How to parse large XML files with PHP

The simplest way to parse XML file is to use simplexml_load_file which will convert XML to the object. Problem with simplexml_load_file is that it will parse the whole file to the memory, which is not desirable when we are dealing with large XML documents.

For more info about simplexml_load_file memory consumption please check: “Get the real amount of memory allocated by the PHP – including the resource types” .

The XMLReader provides a way to read XML file in a memory efficient way. XMLReader is streaming pull XML parser – which means it is very low-level and it will fetch next fragment of the document when it is told to do so. This makes XMLReader very memory efficient, but not so programmer friendly. Fortunately XMLReader and SimpleXML can be combined.

Test

Large XML file: feed_big.xml.gz . Around 40000 nodes, uncompressed size on disk 109Mb. This XML is very simple, lots of <prod>…</prod> nodes.

For example:

100

<datafeed id="xxxx" merchantId="xxxx"

merchantName="xxxxxxxxxxxxxxxxxxxxx">

<prod id="750924782" in_stock="no" is_for_sale="yes" lang="en"

_STATED EXERCISE A_
Copy the page on parsing large XML files with PHP word for word, in full.
_STATED EXERCISE B_
Write out the records again, switching "thickest" to "widest" and keeping everything else the same. Omit the pictures from your answer.

_LISTED RECORDS_
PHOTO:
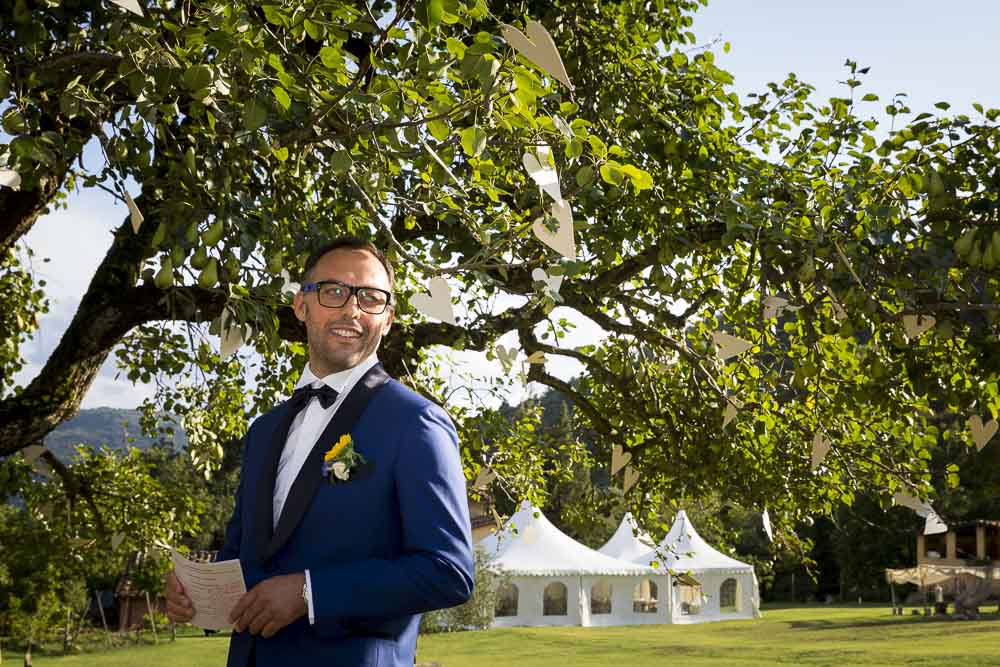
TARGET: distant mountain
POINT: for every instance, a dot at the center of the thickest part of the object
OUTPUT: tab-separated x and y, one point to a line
109	427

_TASK OUTPUT A_
How to parse large XML files with PHP

The simplest way to parse XML file is to use simplexml_load_file which will convert XML to the object. Problem with simplexml_load_file is that it will parse the whole file to the memory, which is not desirable when we are dealing with large XML documents.

For more info about simplexml_load_file memory consumption please check: “Get the real amount of memory allocated by the PHP – including the resource types” .

The XMLReader provides a way to read XML file in a memory efficient way. XMLReader is streaming pull XML parser – which means it is very low-level and it will fetch next fragment of the document when it is told to do so. This makes XMLReader very memory efficient, but not so programmer friendly. Fortunately XMLReader and SimpleXML can be combined.

Test

Large XML file: feed_big.xml.gz . Around 40000 nodes, uncompressed size on disk 109Mb. This XML is very simple, lots of <prod>…</prod> nodes.

For example:

100

<datafeed id="xxxx" merchantId="xxxx"

merchantName="xxxxxxxxxxxxxxxxxxxxx">

<prod id="750924782" in_stock="no" is_for_sale="yes" lang="en"

_TASK OUTPUT B_
PHOTO:
TARGET: distant mountain
POINT: for every instance, a dot at the center of the widest part of the object
OUTPUT: tab-separated x and y, one point to a line
109	427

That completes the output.